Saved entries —
- Opening Delimiter -

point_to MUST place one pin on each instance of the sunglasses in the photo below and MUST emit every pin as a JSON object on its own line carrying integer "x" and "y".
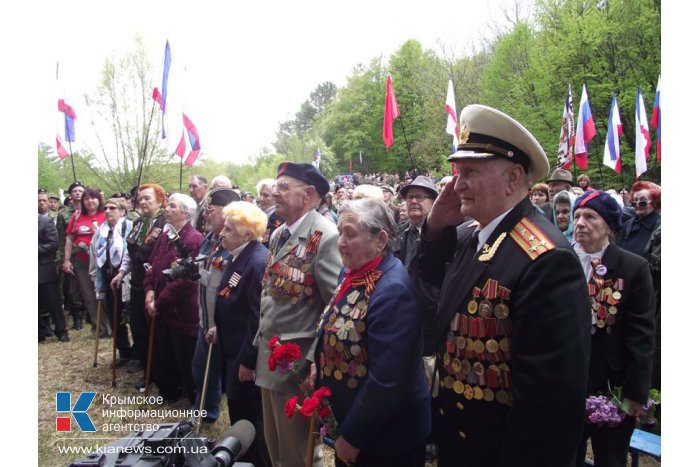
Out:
{"x": 642, "y": 204}
{"x": 418, "y": 198}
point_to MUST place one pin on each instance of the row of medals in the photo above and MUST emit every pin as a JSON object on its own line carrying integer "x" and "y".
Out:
{"x": 345, "y": 324}
{"x": 603, "y": 308}
{"x": 485, "y": 309}
{"x": 289, "y": 279}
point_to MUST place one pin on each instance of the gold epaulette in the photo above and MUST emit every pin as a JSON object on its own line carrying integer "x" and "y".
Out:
{"x": 530, "y": 238}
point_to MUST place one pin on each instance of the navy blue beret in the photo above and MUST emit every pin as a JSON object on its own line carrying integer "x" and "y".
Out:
{"x": 602, "y": 203}
{"x": 307, "y": 173}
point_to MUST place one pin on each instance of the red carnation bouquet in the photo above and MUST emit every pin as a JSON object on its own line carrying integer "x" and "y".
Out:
{"x": 317, "y": 407}
{"x": 284, "y": 357}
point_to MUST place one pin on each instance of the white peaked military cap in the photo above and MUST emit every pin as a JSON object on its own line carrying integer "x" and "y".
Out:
{"x": 485, "y": 132}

- Closing Delimiter -

AIM OF THE TASK — Transcribe every entry exactly, leaving out the pictures.

ANSWER TO THIS TASK —
point_to MUST place one pin on each instance of the sunglasses in the photo below and MUST emit every pin as a JSON object on its own line carrying integer "x" and "y".
Out:
{"x": 642, "y": 204}
{"x": 418, "y": 198}
point_to MUST place one pin on each instance of the row of medals in the photo above and MUST emit every pin as a JSON object on its own line carrying integer "x" and "y".
Out:
{"x": 345, "y": 324}
{"x": 603, "y": 308}
{"x": 485, "y": 309}
{"x": 289, "y": 279}
point_to MUST place one pin on each instance of the gold epaulette in the photo above and MUST emit every pin as a JSON object on its own line carrying integer "x" and "y".
Out:
{"x": 530, "y": 238}
point_to MUST place one pin on each instance of the navy blue beret in the photo above and MUST emit every pin as a JSON object on its own line carrying integer "x" and "y".
Out:
{"x": 602, "y": 203}
{"x": 307, "y": 173}
point_to MUST place one pin on each instance of the red carnation bouquet in the photo above and MUST emit every pin as a JSON object on its own line carrying integer "x" and "y".
Out:
{"x": 317, "y": 407}
{"x": 284, "y": 357}
point_to MUST place one pin on each instance of the white peaked military cap in the photo above and MUST emit every pin as a JSON object on its own line carrying integer "x" and "y".
Out:
{"x": 485, "y": 132}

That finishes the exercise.